[EXTRACTED TEXT]:
+---+
3 When \(y\) is categorical: generalized linear model

3.1 Categorical dependent variable

Normal regression requires the dependent variable (DV) \(y\) to be continuous. However, \(y\) can be categorical. To accurately model categorical \(y\), we need new regression model.

3.2 Basic logic of modeling categorical \(y\)

In normal regression, we have

\[y_i=\beta_0+\beta_1x_{1i}+\cdots+\beta_px_{pi}+\epsilon_i,\]

where \(\epsilon_i\in N(0,\sigma^2)\). Since \(\epsilon_i\) is continuous, \(y_i\) must be continuous. If we model categorical DV using normal regression, treating categorical \(y\) as continuous, it will definitely lead to a very poor model fit.

No matter what the nature of DV is (discrete or continuous), we are interested in the linear relationship between \(y\) and background variables \(\boldsymbol{x}\). This means that the regression model for discrete \(y\) has a right hand side (\(\beta_0+\beta_1x_{1i}+\cdots+\beta_px_{pi}\)) similar to that of the regression model for continuous \(y\), they only differ in the left hand side.

Because multiple regression requires its left hand side to be continuous, we have to transform (one-one mapping, i.e. monotonic transformation) categorical \(y\) into continuous one, \(y^*\), and put \(y^*\) in the left hand side instead. This contains two steps:

model probability: treat categorical \(y\) as observations of an discrete random variable with probability mass function, and modeling their probabilities instead;
convert probability: convert probability \((0,1)\) into fully continuous scale \((-\infty,+\infty)\) using link function.

3.2.1 Probability behind categorical \(y\)

We treat categorical \(y\) as observations of a discrete random variable \(Y\) with \(K\) particular values, it follows

\[\begin{cases}P(Y=y_1)\\P(Y=y_2)\\\cdots\\P(Y=y_K)\\\end{cases}.\]

Now we only need to transform ranged continuous \(P\)s into unranged continuous \(y^*\), this is realized through link function.
+---+
[ENTRIES SUPPLIED]:

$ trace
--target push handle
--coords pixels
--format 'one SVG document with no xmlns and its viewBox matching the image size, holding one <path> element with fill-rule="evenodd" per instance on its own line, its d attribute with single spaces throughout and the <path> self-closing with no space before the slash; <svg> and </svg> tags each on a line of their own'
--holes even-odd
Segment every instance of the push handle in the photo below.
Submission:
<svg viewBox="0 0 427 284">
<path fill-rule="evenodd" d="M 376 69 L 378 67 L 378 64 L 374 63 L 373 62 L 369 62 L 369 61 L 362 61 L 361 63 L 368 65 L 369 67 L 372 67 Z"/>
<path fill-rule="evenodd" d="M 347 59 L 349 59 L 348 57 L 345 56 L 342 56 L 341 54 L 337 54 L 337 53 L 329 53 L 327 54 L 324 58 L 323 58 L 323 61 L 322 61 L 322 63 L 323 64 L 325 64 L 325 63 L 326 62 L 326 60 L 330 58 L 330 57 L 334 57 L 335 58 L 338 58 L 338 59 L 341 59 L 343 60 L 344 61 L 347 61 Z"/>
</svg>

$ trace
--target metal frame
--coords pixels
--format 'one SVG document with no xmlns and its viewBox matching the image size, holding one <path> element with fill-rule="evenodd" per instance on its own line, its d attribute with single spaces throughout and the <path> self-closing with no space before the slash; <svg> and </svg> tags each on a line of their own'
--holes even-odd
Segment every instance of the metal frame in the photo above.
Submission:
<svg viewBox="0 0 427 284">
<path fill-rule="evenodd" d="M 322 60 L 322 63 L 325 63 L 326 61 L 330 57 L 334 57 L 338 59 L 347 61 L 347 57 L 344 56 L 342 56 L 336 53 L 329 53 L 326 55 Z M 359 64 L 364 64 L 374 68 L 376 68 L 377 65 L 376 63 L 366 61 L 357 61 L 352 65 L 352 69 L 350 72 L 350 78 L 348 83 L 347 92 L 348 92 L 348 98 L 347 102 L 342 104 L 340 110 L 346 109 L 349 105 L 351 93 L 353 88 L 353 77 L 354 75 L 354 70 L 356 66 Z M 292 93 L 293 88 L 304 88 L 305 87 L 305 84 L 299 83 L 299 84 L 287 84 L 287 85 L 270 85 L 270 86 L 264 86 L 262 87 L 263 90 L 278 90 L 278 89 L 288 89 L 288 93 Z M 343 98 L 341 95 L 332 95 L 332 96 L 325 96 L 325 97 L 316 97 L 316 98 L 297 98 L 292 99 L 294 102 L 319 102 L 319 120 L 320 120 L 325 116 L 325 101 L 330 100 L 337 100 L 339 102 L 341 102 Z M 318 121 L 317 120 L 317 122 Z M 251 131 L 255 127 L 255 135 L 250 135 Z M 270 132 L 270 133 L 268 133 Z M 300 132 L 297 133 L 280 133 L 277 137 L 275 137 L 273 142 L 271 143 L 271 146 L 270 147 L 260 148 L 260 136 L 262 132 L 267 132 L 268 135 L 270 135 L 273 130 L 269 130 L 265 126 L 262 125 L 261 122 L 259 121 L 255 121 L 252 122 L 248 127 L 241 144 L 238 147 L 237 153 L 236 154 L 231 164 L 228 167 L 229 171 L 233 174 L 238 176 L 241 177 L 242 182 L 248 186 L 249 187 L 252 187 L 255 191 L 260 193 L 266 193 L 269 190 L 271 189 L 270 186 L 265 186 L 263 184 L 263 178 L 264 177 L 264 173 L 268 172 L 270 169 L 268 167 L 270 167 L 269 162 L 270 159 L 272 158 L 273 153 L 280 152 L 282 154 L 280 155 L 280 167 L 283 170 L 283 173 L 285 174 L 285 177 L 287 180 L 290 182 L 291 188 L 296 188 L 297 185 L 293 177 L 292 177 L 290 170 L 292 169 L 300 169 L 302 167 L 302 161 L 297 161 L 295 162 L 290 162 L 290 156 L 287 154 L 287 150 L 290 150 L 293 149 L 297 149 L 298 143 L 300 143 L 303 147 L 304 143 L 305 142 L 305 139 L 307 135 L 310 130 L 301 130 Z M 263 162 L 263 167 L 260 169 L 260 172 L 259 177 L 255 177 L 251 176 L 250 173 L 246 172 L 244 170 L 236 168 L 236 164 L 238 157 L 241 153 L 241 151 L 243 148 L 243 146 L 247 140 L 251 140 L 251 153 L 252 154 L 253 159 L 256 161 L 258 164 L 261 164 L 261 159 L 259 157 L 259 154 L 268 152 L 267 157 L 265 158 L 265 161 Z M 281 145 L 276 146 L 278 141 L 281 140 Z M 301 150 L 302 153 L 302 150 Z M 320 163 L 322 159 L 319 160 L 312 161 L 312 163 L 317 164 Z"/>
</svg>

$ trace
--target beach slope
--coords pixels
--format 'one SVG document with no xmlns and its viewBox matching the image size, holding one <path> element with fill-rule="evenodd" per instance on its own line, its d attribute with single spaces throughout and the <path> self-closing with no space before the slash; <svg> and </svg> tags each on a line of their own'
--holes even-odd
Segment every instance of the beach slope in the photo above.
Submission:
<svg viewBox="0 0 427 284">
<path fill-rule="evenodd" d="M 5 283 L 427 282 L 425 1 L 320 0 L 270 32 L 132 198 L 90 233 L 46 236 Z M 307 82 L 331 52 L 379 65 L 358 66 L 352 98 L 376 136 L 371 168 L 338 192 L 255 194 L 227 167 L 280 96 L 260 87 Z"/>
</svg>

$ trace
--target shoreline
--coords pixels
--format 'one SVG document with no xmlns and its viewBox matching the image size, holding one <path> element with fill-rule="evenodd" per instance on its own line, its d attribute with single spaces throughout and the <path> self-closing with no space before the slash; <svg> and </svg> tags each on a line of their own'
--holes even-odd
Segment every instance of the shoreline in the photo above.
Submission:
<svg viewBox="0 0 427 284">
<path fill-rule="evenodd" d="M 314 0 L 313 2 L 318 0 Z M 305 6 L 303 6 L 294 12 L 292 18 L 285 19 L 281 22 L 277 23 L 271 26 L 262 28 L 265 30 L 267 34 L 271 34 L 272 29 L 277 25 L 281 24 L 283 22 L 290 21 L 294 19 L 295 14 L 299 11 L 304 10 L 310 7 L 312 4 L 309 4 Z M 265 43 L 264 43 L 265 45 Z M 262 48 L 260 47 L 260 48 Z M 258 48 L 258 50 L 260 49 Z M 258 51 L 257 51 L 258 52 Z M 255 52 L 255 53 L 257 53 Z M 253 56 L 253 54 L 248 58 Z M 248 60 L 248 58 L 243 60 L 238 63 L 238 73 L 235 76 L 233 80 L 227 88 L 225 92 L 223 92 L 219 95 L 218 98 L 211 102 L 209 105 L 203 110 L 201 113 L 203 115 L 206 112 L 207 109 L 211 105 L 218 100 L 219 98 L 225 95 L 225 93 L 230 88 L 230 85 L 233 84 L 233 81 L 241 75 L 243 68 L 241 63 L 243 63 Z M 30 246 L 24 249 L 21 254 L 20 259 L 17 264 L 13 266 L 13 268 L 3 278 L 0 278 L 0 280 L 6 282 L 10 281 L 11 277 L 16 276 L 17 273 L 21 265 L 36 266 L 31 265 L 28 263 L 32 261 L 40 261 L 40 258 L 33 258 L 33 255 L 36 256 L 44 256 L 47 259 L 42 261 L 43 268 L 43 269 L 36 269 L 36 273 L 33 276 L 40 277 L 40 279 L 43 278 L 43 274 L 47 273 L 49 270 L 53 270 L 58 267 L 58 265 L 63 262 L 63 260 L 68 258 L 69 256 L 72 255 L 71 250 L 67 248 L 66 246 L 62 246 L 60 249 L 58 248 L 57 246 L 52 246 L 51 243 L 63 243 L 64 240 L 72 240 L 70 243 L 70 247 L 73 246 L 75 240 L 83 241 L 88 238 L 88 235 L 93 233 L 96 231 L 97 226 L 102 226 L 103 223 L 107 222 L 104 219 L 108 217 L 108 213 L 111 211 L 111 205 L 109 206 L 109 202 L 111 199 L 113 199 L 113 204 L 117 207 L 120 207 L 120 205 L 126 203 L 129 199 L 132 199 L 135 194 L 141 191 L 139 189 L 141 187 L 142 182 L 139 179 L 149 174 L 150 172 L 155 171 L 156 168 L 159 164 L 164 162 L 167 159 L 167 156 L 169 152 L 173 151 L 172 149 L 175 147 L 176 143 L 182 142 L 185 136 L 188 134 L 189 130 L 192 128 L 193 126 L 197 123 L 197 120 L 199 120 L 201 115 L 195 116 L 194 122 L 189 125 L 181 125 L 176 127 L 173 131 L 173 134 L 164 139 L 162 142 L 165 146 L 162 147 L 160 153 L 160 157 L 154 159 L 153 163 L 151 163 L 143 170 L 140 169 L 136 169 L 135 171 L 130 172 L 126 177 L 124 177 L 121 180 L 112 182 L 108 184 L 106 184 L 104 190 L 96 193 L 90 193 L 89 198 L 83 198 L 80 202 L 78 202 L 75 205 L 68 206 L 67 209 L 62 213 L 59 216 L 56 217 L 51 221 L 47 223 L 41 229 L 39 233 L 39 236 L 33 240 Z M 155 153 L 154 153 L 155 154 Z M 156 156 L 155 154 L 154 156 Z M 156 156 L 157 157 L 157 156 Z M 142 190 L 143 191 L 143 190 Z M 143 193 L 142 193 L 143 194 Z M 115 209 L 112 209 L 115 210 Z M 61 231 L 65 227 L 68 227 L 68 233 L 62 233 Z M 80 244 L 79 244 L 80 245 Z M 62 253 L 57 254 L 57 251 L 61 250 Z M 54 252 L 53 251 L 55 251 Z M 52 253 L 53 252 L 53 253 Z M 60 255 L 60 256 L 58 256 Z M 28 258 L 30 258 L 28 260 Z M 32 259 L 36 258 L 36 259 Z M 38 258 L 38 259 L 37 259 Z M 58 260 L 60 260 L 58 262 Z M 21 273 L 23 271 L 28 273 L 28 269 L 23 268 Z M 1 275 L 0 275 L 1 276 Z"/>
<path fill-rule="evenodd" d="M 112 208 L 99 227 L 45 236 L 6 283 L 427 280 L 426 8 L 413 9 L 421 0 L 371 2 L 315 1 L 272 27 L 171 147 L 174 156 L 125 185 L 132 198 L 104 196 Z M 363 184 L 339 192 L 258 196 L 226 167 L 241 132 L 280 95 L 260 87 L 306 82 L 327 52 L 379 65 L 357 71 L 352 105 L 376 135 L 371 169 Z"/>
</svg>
+---+
[EXERCISE INSTRUCTIONS]:
Decide whether each statement agrees with the text on categorical dependent variables. Answer yes or no, and quote the words from the text that decide it.
1. Normal regression requires the dependent variable to be continuous.
2. The regression model for discrete y differs from the model for continuous y in its right hand side.
3. A link function converts probability into a fully continuous scale.

[THE OUTPUT]:
1. Yes: "Normal regression requires the dependent variable (DV) \(y\) to be continuous."
2. No: "they only differ in the left hand side."
3. Yes: "convert probability \((0,1)\) into fully continuous scale \((-\infty,+\infty)\) using link function."